▶ _Your instructions_: Print, unchanged, the line containing "Study the photograph above. For every instance of the fence" along with all lines that follow it to the end of the listing.

▶ _Data for this exercise_:
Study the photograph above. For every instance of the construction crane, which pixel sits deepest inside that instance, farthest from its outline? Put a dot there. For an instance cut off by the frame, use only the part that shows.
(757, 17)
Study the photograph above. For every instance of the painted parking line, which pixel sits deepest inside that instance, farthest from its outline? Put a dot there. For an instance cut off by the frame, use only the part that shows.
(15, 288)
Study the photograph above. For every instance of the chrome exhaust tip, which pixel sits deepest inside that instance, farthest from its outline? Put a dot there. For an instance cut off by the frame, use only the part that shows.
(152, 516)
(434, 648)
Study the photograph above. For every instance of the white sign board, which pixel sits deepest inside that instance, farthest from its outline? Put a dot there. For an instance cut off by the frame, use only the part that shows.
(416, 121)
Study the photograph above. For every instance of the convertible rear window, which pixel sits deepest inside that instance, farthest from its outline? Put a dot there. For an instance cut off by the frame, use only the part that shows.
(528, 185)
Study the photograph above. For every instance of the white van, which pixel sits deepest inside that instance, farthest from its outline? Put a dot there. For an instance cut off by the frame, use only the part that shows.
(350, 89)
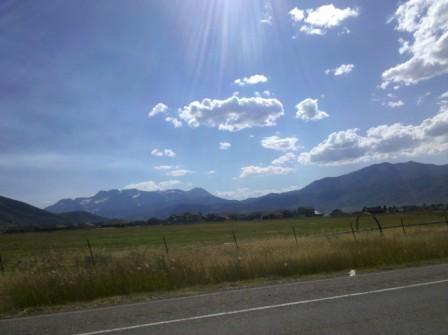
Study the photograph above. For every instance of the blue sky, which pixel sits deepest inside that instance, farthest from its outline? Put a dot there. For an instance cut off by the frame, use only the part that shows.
(239, 97)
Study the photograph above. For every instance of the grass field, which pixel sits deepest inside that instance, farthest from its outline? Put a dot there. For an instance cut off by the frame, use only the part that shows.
(56, 268)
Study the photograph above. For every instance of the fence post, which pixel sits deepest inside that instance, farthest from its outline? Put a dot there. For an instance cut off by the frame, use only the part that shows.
(295, 235)
(379, 225)
(402, 225)
(92, 259)
(167, 250)
(235, 240)
(353, 231)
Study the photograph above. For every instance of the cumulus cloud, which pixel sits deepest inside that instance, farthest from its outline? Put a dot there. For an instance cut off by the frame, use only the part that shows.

▶ _Answer to this task_:
Study the photograph above. For every instance of the fence post, which pixel sits deepest inside that instance, farthest from its outline? Put a dot there. For an instance cut off by the frame, use only the part that shows.
(295, 235)
(379, 225)
(402, 225)
(92, 259)
(167, 250)
(235, 240)
(353, 231)
Study the photograph above. For every instance of the cumulus cloud, which pixel sits deepest inside that instance, farthest from its outline? Put a dot there. For an instance cut off by the frame, use only the part that shows.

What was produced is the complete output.